→ WORK INSTRUCTIONS:
1 > For each statement about the OpsClarity interview, answer yes or no depending on whether the interview agrees with it, and quote the words that settle it. (a) Before founding OpsClarity, Dhruv Jain worked at Cisco Systems. (b) Dhruv Jain earned his MBA at Stanford University. (c) The new platform automates many manual tasks done by operations engineers.
2 > Retype part of the OpsClarity interview word for word, starting at the words "We have developed" and ending after "out of them.".
3 > According to the OpsClarity interview, what degree does Dhruv Jain hold from Stanford University?
──────── TEXT SEGMENT ────────
OpsClarity CEO Dhruv Jain Explains How He is Bringing Machine Learning to DevOps

Posted 12/3/2015 8:04:28 AM by STUART PARKERSON, Publisher Emeritus

OpsClarity CEO Dhruv Jain Explains How He is Bringing Machine Learning to DevOps
OpsClarity just announced the launch of its Intelligent Operations Platform, which offers a suite of tools for visualizing, understanding, and troubleshooting performance issues for complex web-scale applications and infrastructure. We recently spoke with Dhruv Jain, CEO and co-founder of OpsClarity about the new company and its platform.

Prior to founding OpsClarity, Dhruv worked in Corporate Strategy and Business Development at Cisco Systems where he helped to drive technology and product strategy for the $7B+ Data Center, Virtualization and Cloud business. Dhruv holds an MS in Electrical Engineering from Stanford University, a BTech from Indian Institute of Technology, Bombay and an MBA from Wharton.

ADM: Who is OpsClarity and what are you launching?

Jain: OpsClarity’s vision is to build intelligent, data-driven software for today’s DevOps teams. The rise of cloud-native services and web-scale application architectures has resulted in massive change, scale and complexity challenges for operations. Managing this requires a next-generation solution that can automatically adapt to, and understand, dynamic application environments and proactively surface actionable insights. 

We are leveraging our roots in data science and large-scale streaming analytics to build a smart solution that brings new levels of visibility, focus and productivity to modern software operations. 

We are launching the OpsClarity Intelligent Operations Platform, a system that adapts to, and learns, every component of a company’s dynamic software environment, proactively detects system anomalies, and automates many of the manual tasks performed by operations engineers. 

ADM: What problem does OpsClarity solve?  How does it help DevOps teams?

Jain: The age of web-scale applications has created a massively complex challenge for modern software operations. Today’s applications are cloud-native and powered by containerized micro services – and the number of micro services and instances per micro service are expanding exponentially. 

All of this has created an environment where applications and infrastructures are constantly changing and there is an explosion of operational data to understand and analyze – including metrics, events, and alerts from cloud infrastructures, containers, micro services, open-source frameworks, and custom applications.

We have developed a library of complex algorithms based on the context of a company's specific metrics (which we are constantly learning) to automatically understand, synthesize, and baseline this data and present it in a way that drives immediate understanding and focus for DevOps teams. This is coupled with advanced visualizations that guide Ops teams to focus on what matters rather than having them stare at, and sift through, hundreds of graphs and try to make sense out of them. 

In short, we help modern software operations teams instantly understand the health of their entire environment and efficiently troubleshoot by identifying the most important anomalies and providing deep contextual information. 

ADM: What is unique in the way OpsClarity helps modern software teams monitor and troubleshoot their operations environment?
──────── GIVEN INFORMATION ────────
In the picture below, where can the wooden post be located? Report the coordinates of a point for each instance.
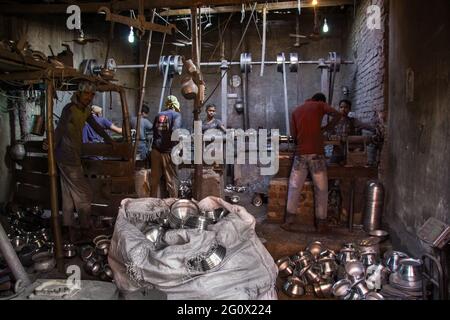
(198, 168)
(56, 229)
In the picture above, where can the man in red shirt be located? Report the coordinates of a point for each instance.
(306, 128)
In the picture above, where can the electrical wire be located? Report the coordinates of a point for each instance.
(234, 54)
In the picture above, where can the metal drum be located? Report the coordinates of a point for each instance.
(374, 206)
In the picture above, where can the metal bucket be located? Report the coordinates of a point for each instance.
(374, 206)
(38, 125)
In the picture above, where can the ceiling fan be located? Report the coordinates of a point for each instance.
(82, 40)
(314, 36)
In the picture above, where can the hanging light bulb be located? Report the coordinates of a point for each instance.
(131, 35)
(325, 27)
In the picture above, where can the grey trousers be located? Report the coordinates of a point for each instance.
(76, 194)
(162, 165)
(315, 164)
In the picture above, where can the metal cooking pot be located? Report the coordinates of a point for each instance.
(44, 261)
(285, 268)
(342, 288)
(189, 89)
(392, 259)
(70, 250)
(100, 237)
(370, 245)
(87, 252)
(411, 270)
(93, 266)
(323, 290)
(294, 287)
(315, 248)
(180, 211)
(102, 247)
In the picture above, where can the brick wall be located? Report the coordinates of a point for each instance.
(366, 79)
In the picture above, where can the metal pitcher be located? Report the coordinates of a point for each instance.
(374, 206)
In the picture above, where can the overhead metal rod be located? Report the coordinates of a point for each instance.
(233, 63)
(272, 6)
(125, 5)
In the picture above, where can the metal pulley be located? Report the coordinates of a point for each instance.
(293, 62)
(175, 64)
(335, 61)
(293, 58)
(246, 62)
(280, 62)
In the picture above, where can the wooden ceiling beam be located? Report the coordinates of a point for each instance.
(26, 9)
(271, 6)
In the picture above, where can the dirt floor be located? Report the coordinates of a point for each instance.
(279, 242)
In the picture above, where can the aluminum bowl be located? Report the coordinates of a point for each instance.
(180, 211)
(347, 255)
(214, 259)
(106, 273)
(355, 270)
(342, 288)
(312, 276)
(315, 249)
(102, 247)
(392, 260)
(87, 252)
(44, 261)
(323, 290)
(349, 245)
(361, 288)
(370, 245)
(100, 237)
(374, 296)
(368, 259)
(235, 199)
(70, 250)
(411, 270)
(198, 222)
(383, 235)
(93, 266)
(285, 268)
(294, 287)
(18, 242)
(328, 267)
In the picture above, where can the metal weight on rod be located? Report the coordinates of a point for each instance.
(293, 58)
(246, 62)
(335, 61)
(175, 64)
(280, 62)
(293, 62)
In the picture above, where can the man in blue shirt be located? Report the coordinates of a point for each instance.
(164, 124)
(143, 150)
(89, 134)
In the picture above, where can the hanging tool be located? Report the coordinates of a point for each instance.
(263, 50)
(142, 93)
(139, 23)
(243, 13)
(282, 68)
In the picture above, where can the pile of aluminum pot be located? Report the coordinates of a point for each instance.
(96, 258)
(356, 272)
(185, 214)
(29, 232)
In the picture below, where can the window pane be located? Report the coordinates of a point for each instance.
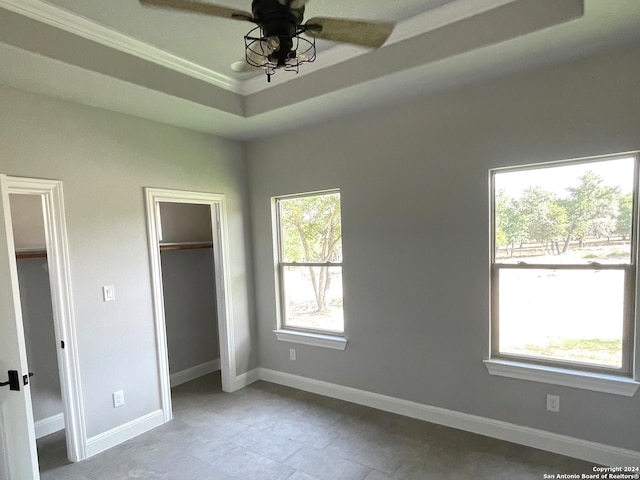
(577, 213)
(310, 229)
(313, 298)
(570, 315)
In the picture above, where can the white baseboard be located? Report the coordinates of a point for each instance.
(124, 432)
(531, 437)
(49, 425)
(245, 379)
(192, 373)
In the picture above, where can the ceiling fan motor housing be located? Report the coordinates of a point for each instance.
(278, 20)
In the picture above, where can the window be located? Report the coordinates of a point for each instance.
(564, 264)
(309, 251)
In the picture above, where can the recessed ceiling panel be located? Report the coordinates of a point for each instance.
(216, 43)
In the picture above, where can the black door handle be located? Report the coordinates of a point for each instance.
(14, 380)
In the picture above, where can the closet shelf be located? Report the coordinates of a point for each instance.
(185, 246)
(31, 254)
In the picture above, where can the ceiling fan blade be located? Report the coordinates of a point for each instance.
(200, 7)
(367, 34)
(293, 3)
(241, 66)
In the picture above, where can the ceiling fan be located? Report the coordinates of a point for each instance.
(277, 42)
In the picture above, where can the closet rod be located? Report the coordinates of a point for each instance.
(185, 246)
(31, 254)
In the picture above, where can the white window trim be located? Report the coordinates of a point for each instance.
(284, 333)
(336, 342)
(597, 382)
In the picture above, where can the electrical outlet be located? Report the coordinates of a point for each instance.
(118, 398)
(108, 293)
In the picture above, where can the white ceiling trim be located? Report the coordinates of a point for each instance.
(73, 23)
(83, 27)
(425, 22)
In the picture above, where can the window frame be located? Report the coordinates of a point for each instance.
(293, 333)
(630, 295)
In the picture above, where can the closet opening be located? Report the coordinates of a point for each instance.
(187, 263)
(34, 283)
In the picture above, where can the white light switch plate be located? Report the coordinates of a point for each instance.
(108, 293)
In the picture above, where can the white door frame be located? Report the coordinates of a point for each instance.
(62, 305)
(222, 275)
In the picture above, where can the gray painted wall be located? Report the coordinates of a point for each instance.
(190, 308)
(415, 211)
(37, 315)
(104, 160)
(185, 222)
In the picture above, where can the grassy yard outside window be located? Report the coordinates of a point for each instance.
(309, 253)
(563, 273)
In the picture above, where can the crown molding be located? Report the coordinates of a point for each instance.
(85, 28)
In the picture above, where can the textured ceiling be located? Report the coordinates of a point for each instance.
(174, 67)
(216, 43)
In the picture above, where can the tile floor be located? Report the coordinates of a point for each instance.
(270, 432)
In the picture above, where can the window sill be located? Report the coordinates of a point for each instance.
(559, 376)
(316, 339)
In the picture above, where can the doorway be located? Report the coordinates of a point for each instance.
(188, 287)
(211, 237)
(40, 247)
(37, 317)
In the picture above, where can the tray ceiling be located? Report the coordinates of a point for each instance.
(175, 67)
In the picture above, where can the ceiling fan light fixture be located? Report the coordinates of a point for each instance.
(259, 51)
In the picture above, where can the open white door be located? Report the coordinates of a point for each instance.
(18, 454)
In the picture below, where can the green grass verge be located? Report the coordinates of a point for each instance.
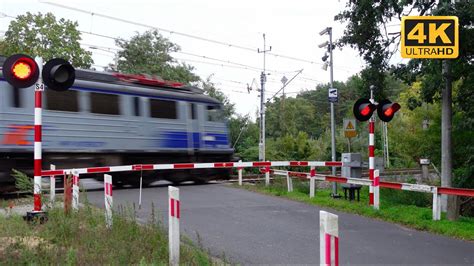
(81, 238)
(411, 209)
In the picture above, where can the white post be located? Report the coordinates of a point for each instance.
(328, 239)
(312, 182)
(267, 175)
(75, 190)
(239, 169)
(376, 185)
(173, 225)
(52, 187)
(289, 182)
(108, 200)
(436, 205)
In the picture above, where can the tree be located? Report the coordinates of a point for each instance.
(149, 53)
(43, 35)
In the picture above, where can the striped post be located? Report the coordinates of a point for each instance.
(108, 200)
(312, 182)
(376, 185)
(267, 175)
(371, 158)
(52, 186)
(328, 239)
(289, 182)
(37, 138)
(239, 170)
(436, 205)
(173, 225)
(75, 190)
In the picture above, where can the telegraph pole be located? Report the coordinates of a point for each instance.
(263, 79)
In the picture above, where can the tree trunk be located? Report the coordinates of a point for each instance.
(446, 141)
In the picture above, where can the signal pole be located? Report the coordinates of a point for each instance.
(263, 79)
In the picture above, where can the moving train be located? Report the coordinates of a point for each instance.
(108, 119)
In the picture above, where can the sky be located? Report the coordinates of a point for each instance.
(291, 29)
────────
→ RESULTS OF THE TASKS:
1 >
(a) Yes: "Dhruv worked in Corporate Strategy and Business Development at Cisco Systems"
(b) No: "an MBA from Wharton"
(c) Yes: "automates many of the manual tasks performed by operations engineers"

2 >
We have developed a library of complex algorithms based on the context of a company's specific metrics (which we are constantly learning) to automatically understand, synthesize, and baseline this data and present it in a way that drives immediate understanding and focus for DevOps teams. This is coupled with advanced visualizations that guide Ops teams to focus on what matters rather than having them stare at, and sift through, hundreds of graphs and try to make sense out of them.

3 > An MS in Electrical Engineering.